* Begin TEXT TO READ *
# SuperNate please reply



## FeederFish33 (Jan 22, 2003)

I have a question about the wet dry. Should I get one or two drains? Also, should I get one or two return holes? How big do the overflows have to be?


----------



## Sir Nathan XXI (Jan 29, 2003)

2 of each are best, use 1" or 1.25" bulkheads for drains and 3/4" for returns

overflow can be as big or small as you want, it depends on what layout you are using? tell me what you decided on how you will set it up?


----------



## FeederFish33 (Jan 22, 2003)

what do you mean layout? i will have an overflow box in the two back corners if thats what you mean.


----------



## Sir Nathan XXI (Jan 29, 2003)

both drains on one end, and both returns on one end?


----------



## FeederFish33 (Jan 22, 2003)

yes. that is my layout. Also, is there a way that I can adjust the current flow? I want it to be powerful, but not too powerful.


----------



## Sir Nathan XXI (Jan 29, 2003)

FeederFish33 said:


> yes. that is my layout. Also, is there a way that I can adjust the current flow? I want it to be powerful, but not too powerful.


 put ball valves on close to the pump, you close them slightly to reuce flow rate, or if you want the same flow rate but less pressure you use a bigger return nozzle, the kind that come with over flow kits use 3/4" tubing with a 1/2" opening on the return nozzle however, if you just use a 3/4" PVC elbow instead the flow rate will be the same but the current is no where nearly as strong

I as for the overflow, the one for you two returns should be as small as possible, but still giving you enough room to clean it out, for the drains it depends but I would imagine something that is 3" wide and 6" long would be good enough as long as the water can get through the grating fast enough at the top

check out this link Overflows

that is what square ones look like


----------



## FeederFish33 (Jan 22, 2003)

Should I get my overflows drilled like the ones on that link?


----------



## hydroshutter (Jan 12, 2003)

you couldnt have just pm'ed him that question?


----------



## FeederFish33 (Jan 22, 2003)

yeah i could have, but I didnt feel like it.


----------



## InSinUAsian (Jan 3, 2003)

Waste of boardspace. Should have used PM.

~Dj


----------



## FeederFish33 (Jan 22, 2003)

Thanks for the tip.


----------



## Sir Nathan XXI (Jan 29, 2003)

perhaps other people are curious though, yes you need holes or slits in the top that way big things like food, leaves or other debris dont flow into the overflow, feeders too


----------
* End TEXT TO READ *
* Begin SUPPLIED DATA *
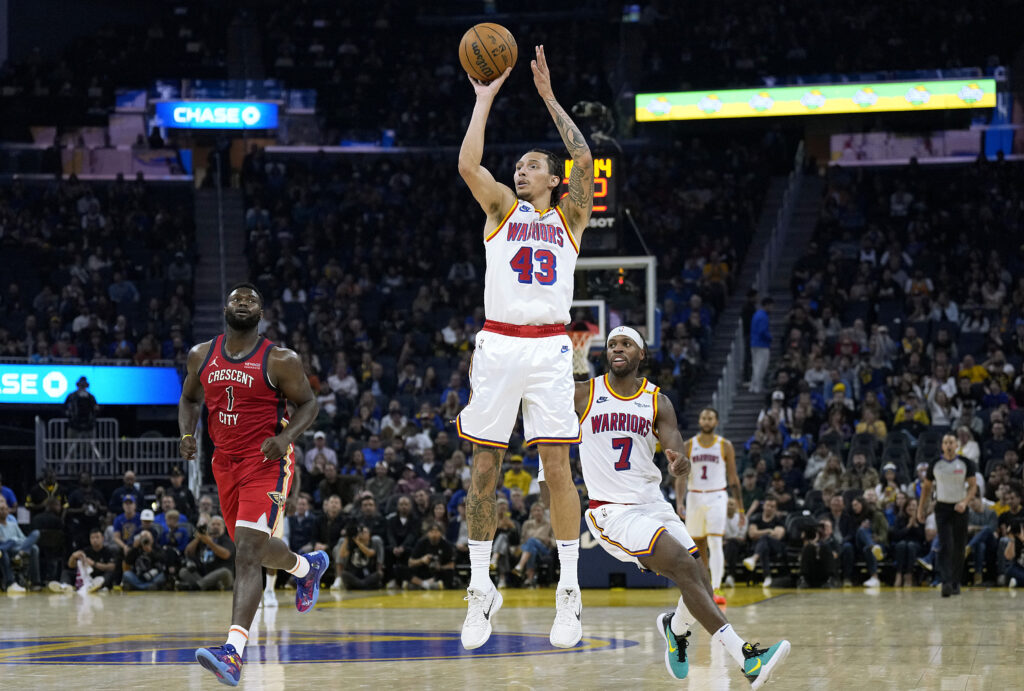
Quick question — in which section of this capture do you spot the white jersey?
* End SUPPLIED DATA *
WORK TO BE COMPLETED:
Answer from the thread about the wet dry:
(a) What size bulkheads does Sir Nathan XXI recommend for the returns?
(b) Where will FeederFish33 place the overflow boxes?
(c) What does Sir Nathan XXI say to put close to the pump to reduce the flow rate?
The listing comes from a different source than the thread.

RESULT FOR THIS EXERCISE:
(a) 3/4" bulkheads.
(b) In the two back corners.
(c) Ball valves.